EXCERPTED RECORDS section start

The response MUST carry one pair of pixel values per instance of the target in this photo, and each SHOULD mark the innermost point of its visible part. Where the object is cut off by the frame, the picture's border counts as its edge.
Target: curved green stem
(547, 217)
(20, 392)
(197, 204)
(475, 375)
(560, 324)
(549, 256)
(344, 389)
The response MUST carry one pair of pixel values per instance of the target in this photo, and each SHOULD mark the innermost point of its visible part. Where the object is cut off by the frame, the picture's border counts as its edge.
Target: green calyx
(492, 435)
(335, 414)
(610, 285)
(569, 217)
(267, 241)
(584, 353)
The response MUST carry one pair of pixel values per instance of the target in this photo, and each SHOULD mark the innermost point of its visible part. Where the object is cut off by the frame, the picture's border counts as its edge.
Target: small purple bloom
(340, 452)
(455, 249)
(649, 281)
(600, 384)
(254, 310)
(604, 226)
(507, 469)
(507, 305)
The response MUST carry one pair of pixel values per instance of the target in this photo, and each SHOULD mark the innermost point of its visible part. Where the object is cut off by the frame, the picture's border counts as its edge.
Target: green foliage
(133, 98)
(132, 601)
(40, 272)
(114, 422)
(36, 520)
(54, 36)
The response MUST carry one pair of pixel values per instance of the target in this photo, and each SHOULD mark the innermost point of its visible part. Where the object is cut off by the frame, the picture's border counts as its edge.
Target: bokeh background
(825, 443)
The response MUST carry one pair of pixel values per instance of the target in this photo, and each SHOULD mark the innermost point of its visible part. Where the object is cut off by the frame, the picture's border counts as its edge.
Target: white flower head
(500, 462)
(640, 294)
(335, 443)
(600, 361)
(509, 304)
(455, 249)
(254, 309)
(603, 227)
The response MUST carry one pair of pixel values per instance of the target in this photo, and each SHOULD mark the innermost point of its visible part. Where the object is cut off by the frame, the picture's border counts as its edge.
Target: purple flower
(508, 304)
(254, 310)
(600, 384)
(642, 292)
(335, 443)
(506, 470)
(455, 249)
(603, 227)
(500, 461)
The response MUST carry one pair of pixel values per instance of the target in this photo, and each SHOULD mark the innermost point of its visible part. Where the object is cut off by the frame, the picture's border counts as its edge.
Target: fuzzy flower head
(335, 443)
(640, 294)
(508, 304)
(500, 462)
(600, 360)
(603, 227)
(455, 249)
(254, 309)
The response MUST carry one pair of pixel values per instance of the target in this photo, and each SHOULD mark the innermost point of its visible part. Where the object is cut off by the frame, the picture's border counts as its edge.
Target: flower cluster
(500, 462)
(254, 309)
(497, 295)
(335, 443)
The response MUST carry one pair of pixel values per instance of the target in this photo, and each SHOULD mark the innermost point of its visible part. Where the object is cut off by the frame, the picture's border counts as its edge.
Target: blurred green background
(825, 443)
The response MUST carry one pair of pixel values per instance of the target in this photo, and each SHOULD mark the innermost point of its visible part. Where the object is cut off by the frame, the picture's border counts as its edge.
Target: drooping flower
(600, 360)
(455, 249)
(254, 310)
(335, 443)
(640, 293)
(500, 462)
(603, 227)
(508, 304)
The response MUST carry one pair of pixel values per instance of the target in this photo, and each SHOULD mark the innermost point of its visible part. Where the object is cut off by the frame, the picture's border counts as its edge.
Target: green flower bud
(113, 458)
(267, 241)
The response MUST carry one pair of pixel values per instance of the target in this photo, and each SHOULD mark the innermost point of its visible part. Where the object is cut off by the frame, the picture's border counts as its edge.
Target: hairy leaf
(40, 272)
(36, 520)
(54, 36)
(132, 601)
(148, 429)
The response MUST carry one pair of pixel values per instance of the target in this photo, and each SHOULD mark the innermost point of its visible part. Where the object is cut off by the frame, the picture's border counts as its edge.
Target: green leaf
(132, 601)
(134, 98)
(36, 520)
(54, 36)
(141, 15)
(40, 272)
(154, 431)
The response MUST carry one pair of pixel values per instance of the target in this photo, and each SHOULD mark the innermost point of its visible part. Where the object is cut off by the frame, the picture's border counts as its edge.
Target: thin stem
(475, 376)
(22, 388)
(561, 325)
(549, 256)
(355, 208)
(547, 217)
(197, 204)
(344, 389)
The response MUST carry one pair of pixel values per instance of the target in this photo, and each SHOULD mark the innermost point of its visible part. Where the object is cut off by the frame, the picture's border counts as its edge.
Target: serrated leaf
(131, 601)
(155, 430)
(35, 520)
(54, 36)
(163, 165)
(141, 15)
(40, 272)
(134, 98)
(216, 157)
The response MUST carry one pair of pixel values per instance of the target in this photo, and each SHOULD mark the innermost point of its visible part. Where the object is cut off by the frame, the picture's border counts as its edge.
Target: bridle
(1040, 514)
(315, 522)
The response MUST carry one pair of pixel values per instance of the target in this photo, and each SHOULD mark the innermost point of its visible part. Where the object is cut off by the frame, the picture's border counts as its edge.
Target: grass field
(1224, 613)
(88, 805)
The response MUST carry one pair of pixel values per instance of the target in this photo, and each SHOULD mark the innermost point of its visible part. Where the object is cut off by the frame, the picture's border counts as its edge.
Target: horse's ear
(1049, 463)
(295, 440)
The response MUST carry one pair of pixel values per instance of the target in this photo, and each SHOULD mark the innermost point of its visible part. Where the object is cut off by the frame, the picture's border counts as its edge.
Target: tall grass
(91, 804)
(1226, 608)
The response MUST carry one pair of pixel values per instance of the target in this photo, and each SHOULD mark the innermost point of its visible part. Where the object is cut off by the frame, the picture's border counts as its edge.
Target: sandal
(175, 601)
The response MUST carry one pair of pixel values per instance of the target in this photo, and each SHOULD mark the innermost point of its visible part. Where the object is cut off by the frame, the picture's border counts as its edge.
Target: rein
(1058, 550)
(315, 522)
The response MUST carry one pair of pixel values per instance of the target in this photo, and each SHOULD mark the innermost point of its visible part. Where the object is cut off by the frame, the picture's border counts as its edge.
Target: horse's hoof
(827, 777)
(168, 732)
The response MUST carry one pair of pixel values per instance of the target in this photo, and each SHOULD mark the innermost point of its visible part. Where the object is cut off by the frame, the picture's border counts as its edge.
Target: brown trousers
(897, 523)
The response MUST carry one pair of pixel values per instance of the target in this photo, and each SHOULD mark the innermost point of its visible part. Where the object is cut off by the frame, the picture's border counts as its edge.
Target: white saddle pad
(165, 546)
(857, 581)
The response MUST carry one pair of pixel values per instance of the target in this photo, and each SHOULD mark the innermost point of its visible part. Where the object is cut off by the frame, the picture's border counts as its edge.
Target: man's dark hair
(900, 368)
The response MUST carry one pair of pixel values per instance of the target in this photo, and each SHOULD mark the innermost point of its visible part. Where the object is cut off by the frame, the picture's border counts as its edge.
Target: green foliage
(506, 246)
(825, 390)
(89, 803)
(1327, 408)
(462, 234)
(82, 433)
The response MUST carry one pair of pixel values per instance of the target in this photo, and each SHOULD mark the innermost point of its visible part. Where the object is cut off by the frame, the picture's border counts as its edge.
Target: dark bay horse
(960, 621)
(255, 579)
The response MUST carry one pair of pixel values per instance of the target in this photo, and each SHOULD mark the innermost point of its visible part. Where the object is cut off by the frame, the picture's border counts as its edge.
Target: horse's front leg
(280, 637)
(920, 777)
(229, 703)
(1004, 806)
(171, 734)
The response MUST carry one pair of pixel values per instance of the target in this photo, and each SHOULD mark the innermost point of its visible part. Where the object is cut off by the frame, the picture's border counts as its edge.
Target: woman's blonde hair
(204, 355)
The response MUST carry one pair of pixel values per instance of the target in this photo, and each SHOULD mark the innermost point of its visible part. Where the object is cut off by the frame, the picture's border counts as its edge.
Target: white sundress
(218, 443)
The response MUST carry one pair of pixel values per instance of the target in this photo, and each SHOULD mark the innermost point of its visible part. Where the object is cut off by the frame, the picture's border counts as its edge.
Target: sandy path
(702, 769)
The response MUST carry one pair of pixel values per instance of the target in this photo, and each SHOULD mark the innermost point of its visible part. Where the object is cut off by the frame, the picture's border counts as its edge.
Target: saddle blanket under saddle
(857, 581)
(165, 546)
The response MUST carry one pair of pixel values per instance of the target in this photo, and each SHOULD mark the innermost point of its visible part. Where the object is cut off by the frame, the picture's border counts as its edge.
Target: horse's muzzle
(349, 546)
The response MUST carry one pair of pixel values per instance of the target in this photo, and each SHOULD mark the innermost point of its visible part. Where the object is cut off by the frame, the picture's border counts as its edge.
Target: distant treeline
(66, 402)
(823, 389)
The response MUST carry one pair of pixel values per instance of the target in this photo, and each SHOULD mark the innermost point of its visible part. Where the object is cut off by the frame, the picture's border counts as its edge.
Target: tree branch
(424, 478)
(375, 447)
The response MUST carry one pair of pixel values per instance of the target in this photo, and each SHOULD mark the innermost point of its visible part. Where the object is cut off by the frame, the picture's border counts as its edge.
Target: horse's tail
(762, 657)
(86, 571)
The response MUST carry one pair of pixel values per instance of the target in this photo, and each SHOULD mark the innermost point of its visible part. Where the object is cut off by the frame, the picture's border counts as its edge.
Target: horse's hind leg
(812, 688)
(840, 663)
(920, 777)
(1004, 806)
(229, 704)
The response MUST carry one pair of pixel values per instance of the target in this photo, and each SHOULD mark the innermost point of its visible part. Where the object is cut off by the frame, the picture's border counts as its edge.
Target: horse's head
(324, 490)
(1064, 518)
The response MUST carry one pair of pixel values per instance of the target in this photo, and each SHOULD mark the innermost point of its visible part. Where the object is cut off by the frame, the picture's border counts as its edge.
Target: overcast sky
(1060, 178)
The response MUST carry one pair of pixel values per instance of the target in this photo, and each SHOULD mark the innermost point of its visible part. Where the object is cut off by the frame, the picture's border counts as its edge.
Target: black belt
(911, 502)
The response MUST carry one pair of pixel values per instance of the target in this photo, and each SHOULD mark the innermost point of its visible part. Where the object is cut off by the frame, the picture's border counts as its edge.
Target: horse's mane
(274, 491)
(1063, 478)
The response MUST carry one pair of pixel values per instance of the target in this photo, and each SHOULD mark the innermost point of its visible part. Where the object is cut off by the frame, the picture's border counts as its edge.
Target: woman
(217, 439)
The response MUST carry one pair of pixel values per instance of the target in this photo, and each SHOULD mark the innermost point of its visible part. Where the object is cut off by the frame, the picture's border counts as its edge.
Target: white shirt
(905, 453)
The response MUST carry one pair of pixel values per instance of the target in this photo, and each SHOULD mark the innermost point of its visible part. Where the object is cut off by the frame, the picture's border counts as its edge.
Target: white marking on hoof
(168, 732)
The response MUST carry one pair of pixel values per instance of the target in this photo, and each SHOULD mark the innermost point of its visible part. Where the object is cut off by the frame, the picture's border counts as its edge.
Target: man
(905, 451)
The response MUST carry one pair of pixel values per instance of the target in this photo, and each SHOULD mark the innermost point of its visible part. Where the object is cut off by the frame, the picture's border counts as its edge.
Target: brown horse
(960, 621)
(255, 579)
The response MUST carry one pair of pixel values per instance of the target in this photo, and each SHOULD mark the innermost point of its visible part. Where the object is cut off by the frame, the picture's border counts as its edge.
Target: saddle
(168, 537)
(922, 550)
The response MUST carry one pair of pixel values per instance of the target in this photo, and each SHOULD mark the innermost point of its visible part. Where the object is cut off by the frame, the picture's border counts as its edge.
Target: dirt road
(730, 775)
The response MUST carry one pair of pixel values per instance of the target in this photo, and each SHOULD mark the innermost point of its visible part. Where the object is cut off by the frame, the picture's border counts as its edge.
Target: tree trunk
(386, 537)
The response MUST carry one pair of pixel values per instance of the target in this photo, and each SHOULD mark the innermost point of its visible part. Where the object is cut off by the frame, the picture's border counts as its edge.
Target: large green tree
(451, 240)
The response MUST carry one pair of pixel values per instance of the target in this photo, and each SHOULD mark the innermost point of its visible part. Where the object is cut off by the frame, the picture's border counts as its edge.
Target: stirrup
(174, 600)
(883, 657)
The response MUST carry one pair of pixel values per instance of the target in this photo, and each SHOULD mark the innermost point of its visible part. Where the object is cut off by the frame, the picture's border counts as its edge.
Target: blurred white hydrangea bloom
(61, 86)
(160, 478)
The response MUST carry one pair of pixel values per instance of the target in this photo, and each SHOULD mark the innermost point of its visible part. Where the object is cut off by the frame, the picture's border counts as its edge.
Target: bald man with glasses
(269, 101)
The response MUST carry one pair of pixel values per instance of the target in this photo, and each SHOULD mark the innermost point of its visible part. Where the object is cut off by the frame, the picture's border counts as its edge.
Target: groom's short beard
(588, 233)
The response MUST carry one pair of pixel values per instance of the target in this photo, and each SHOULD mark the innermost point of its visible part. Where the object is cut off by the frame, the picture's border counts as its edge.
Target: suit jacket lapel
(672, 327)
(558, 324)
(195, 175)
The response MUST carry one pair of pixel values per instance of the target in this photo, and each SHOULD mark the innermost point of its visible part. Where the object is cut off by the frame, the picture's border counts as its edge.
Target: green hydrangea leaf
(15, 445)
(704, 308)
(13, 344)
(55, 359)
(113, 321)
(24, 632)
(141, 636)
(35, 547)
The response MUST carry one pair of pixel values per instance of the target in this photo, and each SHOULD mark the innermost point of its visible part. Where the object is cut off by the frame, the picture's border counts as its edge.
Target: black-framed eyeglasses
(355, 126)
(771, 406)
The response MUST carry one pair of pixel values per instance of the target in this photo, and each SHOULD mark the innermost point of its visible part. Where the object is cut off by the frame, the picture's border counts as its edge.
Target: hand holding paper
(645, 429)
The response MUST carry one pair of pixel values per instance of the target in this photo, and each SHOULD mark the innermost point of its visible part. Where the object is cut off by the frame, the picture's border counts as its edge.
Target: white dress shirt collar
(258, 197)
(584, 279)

EXCERPTED RECORDS section end

**INSTRUCTIONS TO FOLLOW**
Set down exactly the lines of the material above from the one with "Target: hand holding paper" through the end. Include both ends and nothing else.

**REPLY TO THE EXERCISE**
Target: hand holding paper
(645, 429)
The response MUST carry one pair of pixel values per instance of the target in this photo, and each SHOULD mark the innermost point of its visible part. Where the object is cut off by the frame, the picture's border counts as its edge.
Target: white dress shirt collar
(258, 197)
(584, 279)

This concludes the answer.